(Records from a collection)

(begin)

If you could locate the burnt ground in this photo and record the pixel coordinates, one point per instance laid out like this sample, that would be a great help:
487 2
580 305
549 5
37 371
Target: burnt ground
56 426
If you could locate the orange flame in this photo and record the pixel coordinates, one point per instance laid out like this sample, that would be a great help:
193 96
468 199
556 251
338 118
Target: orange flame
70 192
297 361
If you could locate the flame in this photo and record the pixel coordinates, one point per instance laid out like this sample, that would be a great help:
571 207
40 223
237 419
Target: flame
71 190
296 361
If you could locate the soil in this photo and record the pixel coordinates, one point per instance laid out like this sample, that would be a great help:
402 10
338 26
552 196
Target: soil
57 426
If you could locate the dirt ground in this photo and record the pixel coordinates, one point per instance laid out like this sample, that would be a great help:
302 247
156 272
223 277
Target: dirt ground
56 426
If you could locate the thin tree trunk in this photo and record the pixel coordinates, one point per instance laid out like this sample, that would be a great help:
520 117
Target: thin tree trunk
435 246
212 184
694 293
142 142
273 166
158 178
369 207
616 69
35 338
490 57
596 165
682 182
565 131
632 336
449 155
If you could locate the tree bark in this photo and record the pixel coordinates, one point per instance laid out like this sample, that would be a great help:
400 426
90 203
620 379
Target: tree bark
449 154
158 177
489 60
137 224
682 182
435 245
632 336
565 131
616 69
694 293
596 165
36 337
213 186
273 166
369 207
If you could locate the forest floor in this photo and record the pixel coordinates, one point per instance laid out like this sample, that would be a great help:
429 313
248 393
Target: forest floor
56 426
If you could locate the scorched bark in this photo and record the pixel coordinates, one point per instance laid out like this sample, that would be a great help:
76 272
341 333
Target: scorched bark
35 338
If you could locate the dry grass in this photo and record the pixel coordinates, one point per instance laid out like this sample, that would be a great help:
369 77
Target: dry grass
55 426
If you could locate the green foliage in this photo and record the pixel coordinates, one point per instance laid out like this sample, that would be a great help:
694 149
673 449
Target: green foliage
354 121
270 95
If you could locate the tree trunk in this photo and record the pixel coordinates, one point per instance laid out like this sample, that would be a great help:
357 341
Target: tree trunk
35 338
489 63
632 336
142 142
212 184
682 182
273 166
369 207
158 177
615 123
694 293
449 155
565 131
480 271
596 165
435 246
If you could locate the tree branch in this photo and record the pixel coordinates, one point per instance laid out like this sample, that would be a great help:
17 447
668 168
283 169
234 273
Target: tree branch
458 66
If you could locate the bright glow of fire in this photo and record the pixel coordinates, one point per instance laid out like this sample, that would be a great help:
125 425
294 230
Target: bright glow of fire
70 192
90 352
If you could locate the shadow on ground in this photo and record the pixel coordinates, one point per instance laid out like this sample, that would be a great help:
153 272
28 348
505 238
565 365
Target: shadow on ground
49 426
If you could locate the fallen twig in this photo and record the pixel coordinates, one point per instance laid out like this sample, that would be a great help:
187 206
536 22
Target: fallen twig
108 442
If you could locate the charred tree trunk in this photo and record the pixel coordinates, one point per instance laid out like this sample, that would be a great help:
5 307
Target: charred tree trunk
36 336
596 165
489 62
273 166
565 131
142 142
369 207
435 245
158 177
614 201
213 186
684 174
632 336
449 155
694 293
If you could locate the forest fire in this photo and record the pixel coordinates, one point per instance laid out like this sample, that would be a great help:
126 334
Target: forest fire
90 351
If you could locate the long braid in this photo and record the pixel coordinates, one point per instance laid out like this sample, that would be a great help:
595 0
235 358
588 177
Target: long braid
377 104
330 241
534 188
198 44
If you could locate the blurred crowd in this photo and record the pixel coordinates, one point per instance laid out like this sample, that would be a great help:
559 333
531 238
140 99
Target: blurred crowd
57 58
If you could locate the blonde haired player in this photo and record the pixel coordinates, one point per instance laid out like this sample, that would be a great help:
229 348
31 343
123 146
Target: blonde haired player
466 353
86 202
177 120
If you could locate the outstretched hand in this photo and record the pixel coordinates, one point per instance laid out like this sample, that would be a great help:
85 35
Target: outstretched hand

(end)

• _REQUIRED TASK_
Copy all of the data above, keeping every line identical to the original.

• _WORKED ANSWER_
If you could locate the burnt ground in this photo and record the pixel coordinates, one point per instance laid out like this sample, that would be a great help:
487 2
580 305
549 5
37 371
Target: burnt ground
56 426
If you could locate the orange flame in this photo and record the pixel coordinates, one point per instance laid out like this sample, that would be a great help:
193 96
468 199
556 251
338 118
Target: orange flame
70 192
297 361
If you could locate the flame in this photo and record the pixel coordinates, one point per instance laid out like this sample, that would be a great help:
571 207
40 223
237 419
Target: flame
71 190
296 361
If you could locate the soil in this photo and record the pixel coordinates, one point per instance laid out like this sample, that would be a great help:
402 10
338 26
552 196
Target: soil
57 426
If you could locate the dirt ground in this photo and record the pixel coordinates, one point per instance laid out like this sample, that would be a great help:
302 247
156 272
223 277
Target: dirt ground
56 426
If you could locate the thin tree trunk in this photo and record the pixel coordinates, one point per instance laid out like this sample, that would be a great help:
520 117
Target: thin tree trunk
435 246
212 184
694 293
142 142
273 166
158 178
369 207
616 69
35 338
490 57
596 165
682 182
565 131
632 336
449 155
If you could locate the tree bark in this photo and record the pixel coordinates, one point per instance laid out like this sample, that would be a great help:
400 426
90 203
620 379
Target: tree bark
449 154
158 177
489 60
137 224
682 182
435 245
632 336
565 131
616 69
694 293
596 165
36 337
213 186
273 166
369 207
If you could locate the forest floor in this photo and record the pixel coordinates, one point per instance laid out like this sample, that would be a great help:
429 313
248 393
Target: forest floor
56 426
If you could locate the scorched bark in this photo and record the pixel coordinates, one point per instance laid out like this sample, that would be a great help:
76 272
341 333
Target: scorched bark
35 338
If you could locate the dry grass in this photo and record the pixel coordinates, one point per instance laid out like this sample, that would be a great help:
369 77
Target: dry grass
55 426
If you could locate the green foliage in this photo and record the pixel coordinates, one point per instance laid out like this sample, that would be a great help:
694 149
673 449
Target: green foliage
354 121
270 95
If you could locate the tree trunk in this photo and record the pixel coordinates, one point per instance laid out like this sample, that would be a great help:
357 341
Target: tree trunk
35 338
489 63
632 336
142 142
212 184
682 182
273 166
369 207
158 177
615 123
694 293
449 155
565 131
480 271
596 165
435 246
If you could locate the tree branch in this photo and record the pixel coordinates, one point per instance laid out like this sample, that would be a great help:
17 447
668 168
283 169
234 273
Target: tree branch
458 66
If you could locate the bright glow of fire in this photo and record the pixel coordinates, one point per instance laid out like this sample, that would be a great help:
125 425
294 230
Target: bright glow of fire
70 192
90 352
If you could locate the shadow on ground in this photo and record the pixel coordinates, one point per instance laid out like this sample, that would be a great help:
153 272
28 348
505 238
565 365
Target: shadow on ground
49 426
If you could locate the fallen twig in this photo and record the pixel coordinates, one point per instance laid out like this sample, that would be a great help:
187 206
536 22
Target: fallen twig
108 442
If you could locate the charred tree trunk in this photo and record the pixel coordinates, one point per instance laid out like this sample, that would be a great help:
5 307
Target: charred tree trunk
36 336
596 165
489 62
273 166
565 131
142 142
369 207
435 245
158 177
614 201
213 186
684 174
632 336
449 155
694 293
If you could locate the forest fire in this photo and record the pixel coordinates, one point per instance laid out like this sample, that would be a great help:
126 334
Target: forest fire
90 351
If you could locate the long braid in this photo and record the pixel coordinates, one point per instance laid out like this sample, that would be a great help:
595 0
235 358
588 177
Target: long braid
377 104
330 241
534 188
198 44
If you could locate the blurred crowd in this photo and record the pixel coordinates, one point per instance laid out like this sample, that would be a great help:
559 333
531 238
140 99
Target: blurred crowd
57 58
If you could locate the blonde haired player in this photo and record the pixel coordinates, one point per instance laid out like this sample, that would be a great help:
229 348
31 343
123 146
Target: blonde haired player
466 353
86 202
177 120
If you could locate the outstretched hand in this photo and record the pixel coordinates, one point per instance laid out like this sample, that would be a great help:
85 35
Target: outstretched hand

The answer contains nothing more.